■ **Task requirements**
Present every line of the material below as a numbered list, and leave out any blank lines.

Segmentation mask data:
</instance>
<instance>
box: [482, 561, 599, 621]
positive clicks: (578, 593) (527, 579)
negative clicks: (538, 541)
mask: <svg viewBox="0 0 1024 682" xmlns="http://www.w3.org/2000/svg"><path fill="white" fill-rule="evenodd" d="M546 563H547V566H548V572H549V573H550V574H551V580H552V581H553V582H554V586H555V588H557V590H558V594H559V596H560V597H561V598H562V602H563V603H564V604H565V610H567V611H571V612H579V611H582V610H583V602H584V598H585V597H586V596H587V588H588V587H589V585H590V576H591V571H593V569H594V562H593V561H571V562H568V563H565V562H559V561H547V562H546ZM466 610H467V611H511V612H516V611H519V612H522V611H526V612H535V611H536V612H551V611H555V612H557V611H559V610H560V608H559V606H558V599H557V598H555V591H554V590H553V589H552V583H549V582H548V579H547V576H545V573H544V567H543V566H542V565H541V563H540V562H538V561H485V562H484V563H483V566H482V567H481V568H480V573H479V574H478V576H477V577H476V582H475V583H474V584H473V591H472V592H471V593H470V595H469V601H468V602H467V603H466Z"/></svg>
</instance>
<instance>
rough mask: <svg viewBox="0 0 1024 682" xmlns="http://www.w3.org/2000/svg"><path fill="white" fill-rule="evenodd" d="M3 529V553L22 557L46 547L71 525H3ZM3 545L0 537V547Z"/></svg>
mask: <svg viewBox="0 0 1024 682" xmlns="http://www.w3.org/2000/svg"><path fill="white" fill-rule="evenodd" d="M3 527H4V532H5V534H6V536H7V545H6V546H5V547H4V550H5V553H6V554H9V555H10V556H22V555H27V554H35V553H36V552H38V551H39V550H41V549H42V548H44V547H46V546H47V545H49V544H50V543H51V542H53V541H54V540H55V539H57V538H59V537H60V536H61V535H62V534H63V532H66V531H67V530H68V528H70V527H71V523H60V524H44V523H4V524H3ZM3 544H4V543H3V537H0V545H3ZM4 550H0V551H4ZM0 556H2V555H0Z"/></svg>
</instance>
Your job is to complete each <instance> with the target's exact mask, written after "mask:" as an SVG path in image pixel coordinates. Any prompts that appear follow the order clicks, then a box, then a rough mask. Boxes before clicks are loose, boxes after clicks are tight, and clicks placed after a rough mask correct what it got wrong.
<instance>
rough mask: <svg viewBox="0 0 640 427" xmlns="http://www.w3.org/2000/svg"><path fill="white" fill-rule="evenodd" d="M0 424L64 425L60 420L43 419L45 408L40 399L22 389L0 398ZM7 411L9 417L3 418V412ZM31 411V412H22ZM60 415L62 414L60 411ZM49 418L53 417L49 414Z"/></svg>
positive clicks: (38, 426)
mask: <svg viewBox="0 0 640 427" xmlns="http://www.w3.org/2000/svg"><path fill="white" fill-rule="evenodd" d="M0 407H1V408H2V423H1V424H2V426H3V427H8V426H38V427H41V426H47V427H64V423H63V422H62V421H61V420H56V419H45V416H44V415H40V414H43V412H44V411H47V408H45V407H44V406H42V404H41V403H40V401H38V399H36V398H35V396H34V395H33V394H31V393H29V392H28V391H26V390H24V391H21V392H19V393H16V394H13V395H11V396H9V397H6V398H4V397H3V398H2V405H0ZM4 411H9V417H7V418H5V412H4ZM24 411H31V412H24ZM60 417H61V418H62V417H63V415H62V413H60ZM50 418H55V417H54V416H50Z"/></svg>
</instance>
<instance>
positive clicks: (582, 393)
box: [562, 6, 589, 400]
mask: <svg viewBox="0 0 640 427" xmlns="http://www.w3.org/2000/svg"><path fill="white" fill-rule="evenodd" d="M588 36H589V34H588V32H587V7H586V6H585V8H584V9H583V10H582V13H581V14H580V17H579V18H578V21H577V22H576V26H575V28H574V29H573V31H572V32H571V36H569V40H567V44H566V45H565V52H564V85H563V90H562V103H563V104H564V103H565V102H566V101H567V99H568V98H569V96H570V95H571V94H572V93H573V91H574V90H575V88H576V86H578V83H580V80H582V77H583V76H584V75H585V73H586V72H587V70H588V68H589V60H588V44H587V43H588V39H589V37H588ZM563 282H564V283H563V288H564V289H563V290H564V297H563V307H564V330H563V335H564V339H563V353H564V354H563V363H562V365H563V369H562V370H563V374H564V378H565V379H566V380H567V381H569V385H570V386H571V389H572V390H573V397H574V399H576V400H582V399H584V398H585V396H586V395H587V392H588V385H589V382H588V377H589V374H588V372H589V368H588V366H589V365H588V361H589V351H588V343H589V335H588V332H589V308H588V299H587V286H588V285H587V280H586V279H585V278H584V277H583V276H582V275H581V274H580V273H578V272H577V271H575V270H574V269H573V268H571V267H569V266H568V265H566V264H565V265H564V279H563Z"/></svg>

■ **Solution**
1. </instance>
2. <instance>
3. box: [482, 561, 599, 621]
4. positive clicks: (578, 593) (527, 579)
5. negative clicks: (538, 541)
6. mask: <svg viewBox="0 0 1024 682" xmlns="http://www.w3.org/2000/svg"><path fill="white" fill-rule="evenodd" d="M546 563H547V566H548V572H549V573H550V574H551V580H552V581H553V582H554V586H555V588H557V590H558V594H559V596H560V597H561V598H562V602H563V603H564V604H565V610H567V611H571V612H579V611H582V610H583V602H584V598H585V597H586V596H587V588H588V587H589V585H590V576H591V571H593V569H594V562H593V561H571V562H568V563H565V562H559V561H547V562H546ZM466 610H467V611H511V612H516V611H519V612H522V611H526V612H535V611H536V612H551V611H555V612H557V611H559V610H560V608H559V606H558V599H557V598H555V591H554V590H553V589H552V583H549V582H548V579H547V576H545V573H544V567H543V566H542V565H541V563H540V562H538V561H485V562H484V563H483V566H482V567H481V568H480V573H479V574H478V576H477V577H476V582H475V583H474V584H473V591H472V592H471V593H470V595H469V601H468V602H467V603H466Z"/></svg>
7. </instance>
8. <instance>
9. rough mask: <svg viewBox="0 0 1024 682" xmlns="http://www.w3.org/2000/svg"><path fill="white" fill-rule="evenodd" d="M3 529V553L22 557L46 547L71 525H3ZM3 545L0 537V547Z"/></svg>
10. mask: <svg viewBox="0 0 1024 682" xmlns="http://www.w3.org/2000/svg"><path fill="white" fill-rule="evenodd" d="M3 527H4V532H5V534H6V536H7V545H6V546H5V547H4V550H5V553H6V554H9V555H10V556H22V555H27V554H35V553H36V552H38V551H39V550H41V549H42V548H44V547H46V546H47V545H49V544H50V543H51V542H53V541H54V540H55V539H57V538H59V537H60V536H61V535H62V534H63V532H66V531H67V530H68V528H70V527H71V523H60V524H44V523H4V524H3ZM3 544H4V543H3V537H0V545H3ZM4 550H0V551H4ZM0 556H2V555H0Z"/></svg>
11. </instance>
12. Your job is to complete each <instance> with the target's exact mask, written after "mask:" as an SVG path in image pixel coordinates. Any prompts that appear follow the order clicks, then a box, then a rough mask. Boxes before clicks are loose, boxes after clicks are tight, and clicks placed after a rough mask correct what it got wrong.
13. <instance>
14. rough mask: <svg viewBox="0 0 640 427" xmlns="http://www.w3.org/2000/svg"><path fill="white" fill-rule="evenodd" d="M0 424L64 425L60 420L43 419L45 408L40 399L22 389L0 398ZM7 411L9 417L3 418V412ZM31 411V412H22ZM60 415L62 414L60 411ZM49 418L53 417L49 414Z"/></svg>
15. positive clicks: (38, 426)
16. mask: <svg viewBox="0 0 640 427" xmlns="http://www.w3.org/2000/svg"><path fill="white" fill-rule="evenodd" d="M0 407H1V408H2V423H1V424H2V426H3V427H8V426H38V427H41V426H47V427H64V423H63V422H62V421H61V420H56V419H45V416H44V415H40V414H43V412H44V411H47V408H45V407H44V406H42V404H41V403H40V401H38V399H36V398H35V396H34V395H33V394H31V393H29V392H28V391H26V390H24V391H21V392H19V393H16V394H13V395H11V396H9V397H6V398H4V397H3V398H2V405H0ZM4 411H9V417H7V418H5V412H4ZM24 411H31V412H24ZM60 417H61V418H62V417H63V415H62V413H60ZM50 418H55V417H54V416H50Z"/></svg>
17. </instance>
18. <instance>
19. positive clicks: (582, 393)
20. box: [562, 6, 589, 400]
21. mask: <svg viewBox="0 0 640 427" xmlns="http://www.w3.org/2000/svg"><path fill="white" fill-rule="evenodd" d="M588 36H589V34H588V32H587V7H586V6H585V8H584V9H583V10H582V13H581V14H580V17H579V18H578V21H577V22H576V26H575V28H574V29H573V31H572V32H571V36H569V40H567V44H566V45H565V52H564V85H563V90H562V103H563V104H564V103H565V102H566V101H567V99H568V98H569V96H570V95H571V94H572V93H573V91H574V90H575V88H576V86H578V83H580V80H582V77H583V76H584V75H585V73H586V72H587V70H588V68H589V60H588V44H587V43H588V39H589V37H588ZM563 282H564V283H563V288H564V289H563V290H564V297H563V307H564V330H563V335H564V339H563V353H564V354H563V363H562V365H563V369H562V370H563V374H564V378H565V379H566V380H567V381H569V385H570V386H571V389H572V390H573V397H574V399H576V400H582V399H584V398H585V396H586V395H587V392H588V385H589V382H588V377H589V374H588V372H589V368H588V366H589V365H588V361H589V351H588V343H589V335H588V332H589V308H588V299H587V286H588V285H587V280H586V279H585V278H584V277H583V276H582V275H581V274H580V273H578V272H577V271H575V270H574V269H573V268H571V267H569V266H568V265H566V264H565V265H564V279H563Z"/></svg>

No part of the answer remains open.